— start of Data lines —

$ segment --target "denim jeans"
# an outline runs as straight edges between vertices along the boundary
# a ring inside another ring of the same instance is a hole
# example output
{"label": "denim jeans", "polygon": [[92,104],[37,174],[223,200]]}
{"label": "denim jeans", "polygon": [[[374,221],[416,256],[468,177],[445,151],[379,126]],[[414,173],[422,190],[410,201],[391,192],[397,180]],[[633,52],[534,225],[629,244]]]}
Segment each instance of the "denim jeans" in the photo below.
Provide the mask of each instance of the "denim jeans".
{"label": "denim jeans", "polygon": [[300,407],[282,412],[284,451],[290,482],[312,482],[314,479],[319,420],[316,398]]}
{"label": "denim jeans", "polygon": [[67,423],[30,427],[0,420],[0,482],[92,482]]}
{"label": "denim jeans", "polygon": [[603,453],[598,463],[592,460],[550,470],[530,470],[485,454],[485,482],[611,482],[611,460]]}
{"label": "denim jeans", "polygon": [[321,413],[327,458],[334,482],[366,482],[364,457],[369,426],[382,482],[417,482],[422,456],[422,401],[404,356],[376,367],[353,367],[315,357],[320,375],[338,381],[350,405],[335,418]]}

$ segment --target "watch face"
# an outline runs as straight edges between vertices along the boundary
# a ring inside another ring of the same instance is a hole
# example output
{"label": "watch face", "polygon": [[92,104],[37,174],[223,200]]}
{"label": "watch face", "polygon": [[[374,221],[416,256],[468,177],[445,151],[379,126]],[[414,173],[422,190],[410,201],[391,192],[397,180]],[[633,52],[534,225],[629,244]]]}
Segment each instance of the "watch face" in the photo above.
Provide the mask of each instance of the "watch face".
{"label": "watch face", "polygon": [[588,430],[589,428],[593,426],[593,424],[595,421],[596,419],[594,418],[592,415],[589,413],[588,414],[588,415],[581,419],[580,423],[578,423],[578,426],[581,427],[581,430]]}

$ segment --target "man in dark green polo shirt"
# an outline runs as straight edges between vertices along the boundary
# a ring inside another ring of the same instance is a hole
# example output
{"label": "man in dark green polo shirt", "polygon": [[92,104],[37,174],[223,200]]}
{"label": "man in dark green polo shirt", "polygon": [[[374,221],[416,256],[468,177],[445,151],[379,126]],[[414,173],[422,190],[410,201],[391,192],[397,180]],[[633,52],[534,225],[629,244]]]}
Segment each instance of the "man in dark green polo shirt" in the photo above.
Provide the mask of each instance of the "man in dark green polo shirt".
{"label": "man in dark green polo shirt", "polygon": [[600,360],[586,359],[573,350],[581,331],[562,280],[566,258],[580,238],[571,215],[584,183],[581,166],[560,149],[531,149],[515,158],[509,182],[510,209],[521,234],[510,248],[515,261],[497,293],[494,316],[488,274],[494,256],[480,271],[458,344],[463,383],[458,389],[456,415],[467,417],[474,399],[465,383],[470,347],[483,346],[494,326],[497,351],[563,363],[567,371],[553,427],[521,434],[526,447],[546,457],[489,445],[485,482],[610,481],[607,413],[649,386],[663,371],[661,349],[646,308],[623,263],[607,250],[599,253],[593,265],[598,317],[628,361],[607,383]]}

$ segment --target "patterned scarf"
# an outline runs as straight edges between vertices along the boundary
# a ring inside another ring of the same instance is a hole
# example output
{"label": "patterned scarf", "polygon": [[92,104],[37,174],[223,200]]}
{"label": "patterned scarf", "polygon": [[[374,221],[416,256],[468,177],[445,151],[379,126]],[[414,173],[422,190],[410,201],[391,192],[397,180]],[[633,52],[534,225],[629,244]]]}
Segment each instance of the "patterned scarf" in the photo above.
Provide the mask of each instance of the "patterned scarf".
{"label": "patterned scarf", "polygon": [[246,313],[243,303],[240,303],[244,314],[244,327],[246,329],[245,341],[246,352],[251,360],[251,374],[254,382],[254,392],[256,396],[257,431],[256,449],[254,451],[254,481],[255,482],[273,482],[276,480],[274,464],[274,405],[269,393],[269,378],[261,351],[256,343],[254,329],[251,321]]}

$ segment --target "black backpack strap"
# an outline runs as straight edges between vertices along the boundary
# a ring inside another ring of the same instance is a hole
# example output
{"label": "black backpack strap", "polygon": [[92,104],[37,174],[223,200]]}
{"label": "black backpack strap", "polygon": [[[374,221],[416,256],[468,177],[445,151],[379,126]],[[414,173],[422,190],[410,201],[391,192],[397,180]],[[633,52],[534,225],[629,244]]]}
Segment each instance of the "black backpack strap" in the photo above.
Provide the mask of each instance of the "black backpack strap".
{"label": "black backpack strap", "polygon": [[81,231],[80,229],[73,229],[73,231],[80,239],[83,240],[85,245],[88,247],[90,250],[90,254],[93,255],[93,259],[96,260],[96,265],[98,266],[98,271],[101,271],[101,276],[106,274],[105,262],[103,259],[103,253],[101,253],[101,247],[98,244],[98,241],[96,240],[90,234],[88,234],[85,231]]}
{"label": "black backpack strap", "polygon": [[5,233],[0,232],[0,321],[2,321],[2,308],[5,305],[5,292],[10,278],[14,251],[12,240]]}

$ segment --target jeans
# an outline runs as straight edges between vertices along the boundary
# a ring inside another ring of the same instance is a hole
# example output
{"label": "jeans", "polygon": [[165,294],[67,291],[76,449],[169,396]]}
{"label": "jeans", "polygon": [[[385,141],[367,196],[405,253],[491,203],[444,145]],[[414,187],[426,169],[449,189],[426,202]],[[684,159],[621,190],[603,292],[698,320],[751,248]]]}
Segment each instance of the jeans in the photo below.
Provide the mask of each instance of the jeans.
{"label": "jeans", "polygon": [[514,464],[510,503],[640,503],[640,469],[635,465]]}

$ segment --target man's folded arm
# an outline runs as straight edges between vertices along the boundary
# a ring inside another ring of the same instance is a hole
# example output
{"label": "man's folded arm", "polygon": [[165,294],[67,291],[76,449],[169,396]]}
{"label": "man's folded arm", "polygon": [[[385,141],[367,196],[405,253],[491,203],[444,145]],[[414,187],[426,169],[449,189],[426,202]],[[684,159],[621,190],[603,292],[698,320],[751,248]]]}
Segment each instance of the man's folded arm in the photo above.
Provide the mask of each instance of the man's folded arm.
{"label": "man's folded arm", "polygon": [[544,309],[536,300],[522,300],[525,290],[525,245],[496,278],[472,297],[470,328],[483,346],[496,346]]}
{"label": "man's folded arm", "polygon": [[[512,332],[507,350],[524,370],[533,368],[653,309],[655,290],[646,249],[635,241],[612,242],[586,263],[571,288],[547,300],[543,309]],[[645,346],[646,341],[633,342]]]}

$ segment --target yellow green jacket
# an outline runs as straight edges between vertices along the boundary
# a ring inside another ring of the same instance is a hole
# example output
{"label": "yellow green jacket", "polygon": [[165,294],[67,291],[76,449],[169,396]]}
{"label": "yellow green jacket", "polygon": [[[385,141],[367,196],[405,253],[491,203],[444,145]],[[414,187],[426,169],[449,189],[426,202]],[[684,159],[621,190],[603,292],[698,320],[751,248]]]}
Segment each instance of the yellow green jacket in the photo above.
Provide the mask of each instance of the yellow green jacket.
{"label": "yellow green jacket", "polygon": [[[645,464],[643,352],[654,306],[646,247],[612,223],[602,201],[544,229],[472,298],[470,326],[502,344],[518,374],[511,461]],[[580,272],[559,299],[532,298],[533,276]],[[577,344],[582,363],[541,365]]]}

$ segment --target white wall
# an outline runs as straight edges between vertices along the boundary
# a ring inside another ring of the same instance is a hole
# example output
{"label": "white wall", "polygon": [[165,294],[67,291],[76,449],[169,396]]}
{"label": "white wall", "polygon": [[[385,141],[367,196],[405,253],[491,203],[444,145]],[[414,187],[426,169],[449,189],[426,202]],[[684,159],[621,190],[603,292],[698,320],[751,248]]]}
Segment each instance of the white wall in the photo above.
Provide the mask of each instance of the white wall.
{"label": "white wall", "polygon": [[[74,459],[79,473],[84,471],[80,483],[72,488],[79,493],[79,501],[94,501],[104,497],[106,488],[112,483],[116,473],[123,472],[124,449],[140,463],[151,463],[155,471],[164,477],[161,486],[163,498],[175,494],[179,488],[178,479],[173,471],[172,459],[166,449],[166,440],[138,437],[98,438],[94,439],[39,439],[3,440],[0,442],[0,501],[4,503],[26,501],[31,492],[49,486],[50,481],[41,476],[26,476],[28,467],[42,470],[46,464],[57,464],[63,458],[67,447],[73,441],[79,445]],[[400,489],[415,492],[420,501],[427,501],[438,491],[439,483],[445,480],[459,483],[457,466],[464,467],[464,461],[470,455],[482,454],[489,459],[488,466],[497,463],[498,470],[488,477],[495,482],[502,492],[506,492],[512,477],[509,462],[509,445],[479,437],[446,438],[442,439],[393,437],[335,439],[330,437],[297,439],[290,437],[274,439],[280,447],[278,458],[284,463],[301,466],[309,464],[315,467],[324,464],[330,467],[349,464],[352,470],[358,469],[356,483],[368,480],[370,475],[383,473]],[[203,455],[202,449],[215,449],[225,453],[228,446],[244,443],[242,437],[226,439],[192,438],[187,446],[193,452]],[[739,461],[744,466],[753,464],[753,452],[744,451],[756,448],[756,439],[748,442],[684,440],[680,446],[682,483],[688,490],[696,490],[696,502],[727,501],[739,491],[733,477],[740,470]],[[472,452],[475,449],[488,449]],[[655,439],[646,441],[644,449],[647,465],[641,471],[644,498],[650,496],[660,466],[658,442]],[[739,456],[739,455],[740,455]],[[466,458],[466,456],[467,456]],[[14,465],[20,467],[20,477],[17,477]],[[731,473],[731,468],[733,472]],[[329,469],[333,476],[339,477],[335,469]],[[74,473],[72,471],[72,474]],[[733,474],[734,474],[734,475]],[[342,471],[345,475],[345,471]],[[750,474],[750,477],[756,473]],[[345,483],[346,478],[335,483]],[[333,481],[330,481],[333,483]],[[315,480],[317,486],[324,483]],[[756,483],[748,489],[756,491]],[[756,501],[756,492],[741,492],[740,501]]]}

— end of Data lines —

Return every line of the rows above that contains the string "strap", treating uppercase and lowercase letters as different.

» **Final answer**:
$ segment --target "black backpack strap"
{"label": "black backpack strap", "polygon": [[92,104],[37,174],[223,200]]}
{"label": "black backpack strap", "polygon": [[[374,221],[416,256],[468,177],[445,151],[379,126]],[[414,173],[422,190],[410,201],[391,192],[397,180]],[[633,52],[534,225],[629,244]]]}
Segment each instance of the "black backpack strap" in the photo above.
Provide the mask of each instance of the "black backpack strap".
{"label": "black backpack strap", "polygon": [[81,231],[80,229],[73,229],[73,231],[80,239],[83,240],[85,245],[88,247],[90,250],[90,254],[93,255],[93,259],[96,260],[96,265],[98,266],[98,271],[101,271],[101,276],[106,274],[105,262],[103,259],[103,253],[101,253],[101,247],[98,244],[98,241],[96,240],[90,234],[88,234],[85,231]]}
{"label": "black backpack strap", "polygon": [[5,233],[0,232],[0,321],[2,321],[2,308],[5,305],[5,292],[10,278],[14,251],[12,240]]}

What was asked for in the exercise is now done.